- [Text to read]:
On the next level we need to determine the absolute need to know information that will help us accomplish those two objectives. Monitoring more parameters is not the answer, just because it measureable does not mean it is meaningful. You need to ask yourself is the data helping to make your athletes better? Can you translate the numbers into actions that will significantly impact the athletes training? If you find yourself inundated with random numbers without context then you need to step back and ask yourself why?

I love data, it is interesting and challenging to find meaning in data you gather. But and there is a big but here – have you lost sight of the forest for the trees. You can get caught up in generating random numbers that you take your eye off the ball. You need to watch the athlete as a person, as an individual, how they handle the stress of training and competition. Closely observe body language. Ask them how they feel. Educate them to read their bodies and how they react to training stress. Put the focus squarely back on Hu, the human element, not the technologies and the subsequent numbers.

- [Listed entries]:
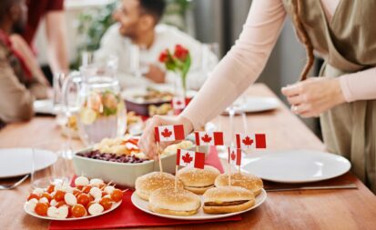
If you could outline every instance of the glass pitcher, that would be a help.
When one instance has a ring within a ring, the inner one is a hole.
[[[92,145],[106,137],[124,135],[127,110],[118,81],[114,76],[83,73],[67,77],[63,87],[66,111],[76,116],[81,140]]]

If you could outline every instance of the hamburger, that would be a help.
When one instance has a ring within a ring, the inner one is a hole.
[[[229,185],[229,175],[221,175],[217,177],[215,182],[216,187]],[[249,174],[231,174],[231,185],[244,187],[251,191],[255,196],[258,196],[262,190],[262,180],[256,175]]]
[[[178,172],[178,178],[183,183],[185,189],[203,195],[205,191],[214,187],[214,182],[219,175],[217,168],[205,165],[204,169],[182,168]]]
[[[205,192],[203,202],[206,214],[229,214],[253,206],[255,195],[243,187],[213,187]]]
[[[152,172],[136,179],[136,194],[143,200],[148,201],[149,195],[161,187],[175,186],[175,176],[162,172]],[[181,181],[178,181],[178,187],[183,188]]]
[[[192,215],[201,206],[198,195],[192,192],[174,188],[159,188],[151,193],[148,209],[154,213],[171,215]]]

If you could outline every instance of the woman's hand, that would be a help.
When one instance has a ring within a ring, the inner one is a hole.
[[[340,78],[312,77],[282,88],[291,111],[302,117],[319,116],[345,102]]]
[[[188,135],[193,131],[192,123],[182,116],[178,117],[168,117],[155,115],[153,118],[147,122],[144,133],[138,141],[138,146],[141,151],[144,152],[150,159],[158,158],[157,145],[154,138],[154,128],[160,125],[183,125],[185,135]],[[165,148],[168,143],[160,143],[159,146]]]

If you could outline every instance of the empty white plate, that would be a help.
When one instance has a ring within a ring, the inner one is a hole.
[[[274,97],[247,96],[240,97],[233,105],[237,112],[259,113],[278,108],[279,102]],[[229,108],[224,111],[224,114],[229,114]]]
[[[54,109],[54,103],[51,99],[34,101],[34,111],[39,115],[56,115],[57,113],[57,111]]]
[[[264,180],[307,183],[327,180],[348,172],[350,162],[338,155],[314,150],[255,153],[244,156],[242,169]]]
[[[36,171],[46,168],[56,162],[51,151],[36,151]],[[32,172],[33,152],[31,148],[0,149],[0,178],[19,176]]]

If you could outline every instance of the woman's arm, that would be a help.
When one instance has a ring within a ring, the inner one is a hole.
[[[340,83],[346,102],[376,99],[376,67],[342,75]]]
[[[182,115],[176,118],[154,116],[147,122],[138,142],[142,151],[156,157],[155,126],[183,124],[188,134],[214,118],[245,91],[261,73],[285,17],[280,0],[254,0],[239,39]]]
[[[236,45],[182,113],[195,129],[231,104],[261,73],[282,28],[280,0],[254,0]]]

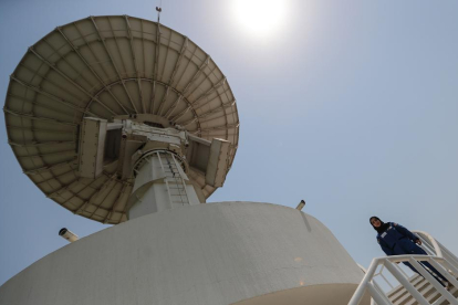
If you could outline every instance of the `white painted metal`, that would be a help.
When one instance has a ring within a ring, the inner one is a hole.
[[[186,204],[199,204],[194,186],[174,154],[155,150],[136,169],[128,219]]]
[[[445,249],[441,248],[444,251]],[[410,283],[410,278],[403,274],[402,269],[399,269],[394,263],[400,262],[410,262],[416,270],[418,270],[427,281],[428,285],[431,285],[437,293],[440,295],[440,299],[447,299],[449,304],[458,305],[458,301],[454,295],[451,295],[448,291],[446,291],[418,262],[428,261],[436,270],[438,270],[448,281],[449,283],[458,287],[458,281],[456,276],[458,274],[458,269],[456,269],[450,262],[448,262],[444,257],[431,256],[431,255],[394,255],[394,256],[385,256],[374,259],[368,267],[366,275],[364,276],[363,281],[360,283],[360,286],[356,288],[352,299],[350,301],[348,305],[357,305],[360,304],[362,295],[368,290],[371,296],[375,299],[378,305],[389,305],[392,302],[389,299],[382,301],[381,296],[375,294],[375,290],[369,285],[376,283],[374,280],[375,271],[379,265],[384,265],[386,270],[391,272],[391,274],[400,283],[404,290],[406,290],[410,296],[413,296],[419,304],[426,305],[429,302]],[[440,262],[440,264],[439,264]],[[454,275],[451,275],[451,272]]]
[[[11,75],[3,111],[24,173],[60,206],[105,223],[126,220],[134,180],[118,179],[115,162],[97,177],[80,173],[84,117],[149,117],[208,141],[223,139],[225,177],[238,147],[236,99],[211,57],[174,30],[127,15],[82,19],[37,42]],[[204,201],[220,186],[192,166],[187,175]]]
[[[87,117],[81,124],[80,133],[80,173],[81,177],[95,179],[103,171],[106,120]]]
[[[344,305],[363,275],[311,215],[267,203],[208,203],[67,244],[2,285],[0,304]]]

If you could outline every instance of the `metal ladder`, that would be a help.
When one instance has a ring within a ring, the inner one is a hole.
[[[419,236],[423,242],[421,248],[429,255],[394,255],[374,259],[348,305],[360,304],[366,293],[372,297],[371,304],[377,305],[458,305],[458,257],[428,233],[421,231],[413,232]],[[428,261],[448,280],[452,285],[450,291],[447,291],[420,265],[423,261]],[[409,277],[397,265],[400,262],[409,262],[423,276],[415,275]],[[388,277],[395,278],[400,285],[394,287],[387,277],[384,276],[383,271],[385,270],[389,273]],[[381,276],[385,284],[392,287],[392,291],[385,292],[375,281],[374,277],[376,276]]]

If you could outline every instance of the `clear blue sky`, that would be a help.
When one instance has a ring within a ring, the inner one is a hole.
[[[285,4],[287,3],[287,4]],[[89,15],[156,19],[158,1],[0,1],[0,96],[28,46]],[[368,218],[431,233],[458,253],[458,1],[283,0],[284,23],[249,33],[231,1],[163,0],[162,22],[209,53],[241,122],[212,201],[295,207],[356,262],[382,255]],[[4,103],[4,102],[2,102]],[[0,118],[0,284],[107,225],[59,207],[21,172]]]

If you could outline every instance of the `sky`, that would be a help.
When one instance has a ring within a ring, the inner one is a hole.
[[[458,254],[458,1],[249,1],[162,3],[162,23],[210,54],[237,98],[239,149],[208,202],[305,199],[303,211],[363,266],[383,254],[371,215]],[[27,48],[55,27],[105,14],[156,20],[156,6],[1,0],[0,96]],[[61,228],[86,236],[110,225],[46,199],[0,120],[1,285],[64,246]]]

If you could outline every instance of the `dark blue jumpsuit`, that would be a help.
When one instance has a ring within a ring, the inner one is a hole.
[[[388,229],[377,234],[377,242],[381,244],[383,252],[386,253],[386,255],[403,255],[403,254],[423,254],[427,255],[425,250],[419,248],[415,241],[418,240],[418,238],[408,231],[406,228],[404,228],[400,224],[388,222],[389,227]],[[403,262],[406,266],[412,269],[415,273],[418,273],[421,275],[412,264],[408,262]],[[420,264],[428,267],[430,271],[436,273],[437,276],[439,276],[443,281],[447,282],[447,278],[444,277],[444,275],[440,274],[434,266],[431,266],[428,262],[421,262]],[[434,276],[434,274],[433,274]],[[436,277],[436,276],[435,276]],[[436,277],[437,280],[437,277]],[[440,282],[440,281],[439,281]]]

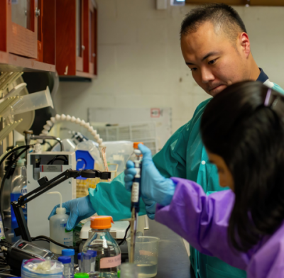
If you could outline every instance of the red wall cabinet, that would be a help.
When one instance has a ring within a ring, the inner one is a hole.
[[[0,1],[1,71],[55,71],[55,0]]]
[[[56,0],[56,70],[60,76],[96,77],[97,25],[94,1]]]

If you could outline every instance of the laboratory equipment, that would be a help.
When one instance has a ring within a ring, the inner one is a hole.
[[[92,255],[89,252],[82,253],[82,271],[84,273],[91,272]]]
[[[74,249],[63,249],[62,250],[62,256],[67,256],[71,258],[71,277],[74,277],[74,255],[75,251]]]
[[[65,161],[63,162],[62,160],[57,160],[58,159],[63,159]],[[46,177],[48,179],[52,180],[70,168],[76,169],[75,152],[30,152],[28,155],[27,163],[28,192],[38,188],[38,179]],[[61,184],[56,187],[56,191],[62,194],[63,202],[75,199],[76,179],[62,180]],[[27,208],[29,219],[28,226],[31,236],[35,237],[39,235],[50,236],[48,219],[50,211],[58,204],[57,198],[42,195],[28,204]],[[40,208],[40,213],[38,213],[39,208]]]
[[[63,265],[63,278],[71,278],[71,258],[67,256],[61,256],[58,260]]]
[[[136,155],[134,165],[136,170],[136,174],[134,177],[131,190],[131,221],[130,226],[131,246],[129,252],[129,262],[131,263],[134,262],[135,238],[136,235],[137,219],[139,212],[140,184],[141,182],[141,172],[142,155],[141,152],[138,149],[138,144],[143,143],[138,142],[133,143],[134,153]]]
[[[131,239],[127,238],[129,252],[131,252]],[[138,236],[135,242],[134,264],[137,265],[138,278],[154,277],[157,274],[158,243],[160,238]]]
[[[96,257],[97,257],[97,251],[88,250],[87,252],[91,255],[91,272],[94,272],[95,266],[96,266]]]
[[[111,221],[111,216],[91,218],[92,233],[82,250],[83,256],[89,254],[88,250],[97,251],[94,273],[91,273],[93,269],[90,269],[90,277],[117,277],[117,271],[121,263],[121,252],[118,244],[109,233]],[[85,272],[84,268],[82,270]]]
[[[36,197],[40,196],[58,184],[66,181],[69,178],[75,179],[77,177],[82,176],[87,178],[100,177],[104,179],[110,177],[110,174],[111,173],[107,172],[102,172],[98,170],[76,171],[69,169],[58,174],[50,181],[49,181],[46,177],[40,179],[38,181],[38,184],[40,185],[39,187],[37,187],[31,191],[28,191],[28,193],[24,196],[21,196],[18,199],[18,201],[12,202],[12,206],[18,225],[18,228],[15,229],[16,235],[21,235],[23,239],[31,242],[30,231],[28,230],[27,223],[25,221],[23,213],[22,206],[25,204],[28,203],[31,200],[34,200]]]
[[[66,208],[62,207],[61,194],[56,191],[48,194],[59,195],[60,200],[60,207],[56,208],[56,214],[52,216],[49,220],[50,237],[51,239],[59,243],[64,244],[67,246],[72,246],[73,245],[73,231],[67,231],[66,230],[66,224],[69,216],[66,214]],[[61,254],[61,252],[63,250],[63,248],[51,242],[50,243],[50,248],[51,252],[56,254]]]
[[[23,260],[44,260],[47,257],[55,260],[58,259],[58,256],[50,250],[23,240],[18,240],[13,245],[1,241],[0,245],[2,245],[1,249],[4,253],[8,265],[16,272],[17,275],[21,275]]]
[[[97,130],[94,130],[92,126],[90,126],[89,123],[85,122],[84,120],[81,120],[80,118],[75,118],[74,116],[71,116],[70,115],[56,114],[55,117],[51,117],[50,120],[46,121],[46,124],[43,126],[43,130],[41,133],[48,135],[50,129],[55,123],[65,121],[70,121],[71,123],[77,123],[85,128],[94,137],[94,140],[99,144],[99,146],[103,146],[103,140],[99,137],[99,134],[98,134]]]
[[[137,265],[127,262],[122,264],[120,267],[120,278],[138,278]]]
[[[63,265],[56,260],[33,259],[23,260],[21,278],[62,278]]]
[[[53,103],[48,87],[44,91],[17,96],[16,101],[1,112],[1,116],[6,118],[9,115],[20,114],[48,106],[53,108]]]
[[[116,241],[120,242],[124,239],[129,226],[129,221],[114,221],[111,225],[111,228],[109,229],[109,233]],[[80,238],[82,240],[82,243],[84,243],[86,242],[90,237],[92,233],[91,221],[87,221],[82,227],[80,233]],[[129,233],[128,233],[126,235],[128,236],[129,234]],[[81,251],[81,250],[80,250],[80,251]]]
[[[82,272],[82,253],[78,253],[77,259],[78,259],[78,270],[79,272]],[[75,275],[76,275],[76,274]],[[75,277],[76,277],[76,276],[75,276]]]
[[[87,273],[75,273],[74,278],[89,278]]]
[[[15,171],[12,175],[12,182],[11,184],[11,201],[16,201],[21,195],[24,195],[26,193],[26,169],[25,166],[24,159],[18,159],[17,161]],[[26,219],[27,209],[26,205],[23,208],[23,212]],[[16,221],[16,216],[13,212],[12,206],[11,205],[11,217],[12,221]]]

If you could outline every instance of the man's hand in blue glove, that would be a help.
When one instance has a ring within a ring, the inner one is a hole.
[[[153,200],[162,206],[169,205],[175,193],[175,183],[170,179],[163,177],[158,171],[153,162],[150,149],[142,144],[139,144],[138,148],[143,154],[141,185],[142,197],[148,201]],[[125,187],[127,190],[131,191],[136,174],[132,161],[127,162],[124,173]]]
[[[59,208],[59,205],[54,207],[48,216],[48,220],[51,216],[56,214],[57,208]],[[79,222],[92,216],[96,213],[92,206],[89,195],[83,198],[77,198],[63,203],[62,208],[66,208],[66,214],[70,216],[66,225],[67,230],[72,230]]]

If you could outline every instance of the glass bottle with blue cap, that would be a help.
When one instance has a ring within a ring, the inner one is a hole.
[[[58,257],[58,260],[63,264],[63,278],[71,278],[71,258],[61,256]]]
[[[75,251],[74,249],[63,249],[61,252],[62,256],[70,257],[71,259],[71,277],[74,277],[74,255]]]

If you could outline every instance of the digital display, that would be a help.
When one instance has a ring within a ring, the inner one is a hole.
[[[41,256],[43,257],[44,257],[48,254],[48,252],[43,250],[40,248],[37,248],[36,247],[29,245],[28,244],[23,248],[23,250],[31,253],[38,255],[38,256]]]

- [Tasks for this exercise]:
1. Could you copy the stretch from "I love data, it" through "the subsequent numbers." of the passage on athlete monitoring word for word?
2. In the second paragraph of the passage on athlete monitoring, before the sentence beginning "Put the focus," which actions involving the athletes does the text tell the reader to take?
The data shown here has no connection to the passage on athlete monitoring.

- [Results]:
1.
I love data, it is interesting and challenging to find meaning in data you gather. But and there is a big but here – have you lost sight of the forest for the trees. You can get caught up in generating random numbers that you take your eye off the ball. You need to watch the athlete as a person, as an individual, how they handle the stress of training and competition. Closely observe body language. Ask them how they feel. Educate them to read their bodies and how they react to training stress. Put the focus squarely back on Hu, the human element, not the technologies and the subsequent numbers.

2.
- Watch the athlete as a person and as an individual, including how they handle the stress of training and competition.
- Closely observe body language.
- Ask them how they feel.
- Educate them to read their bodies and how they react to training stress.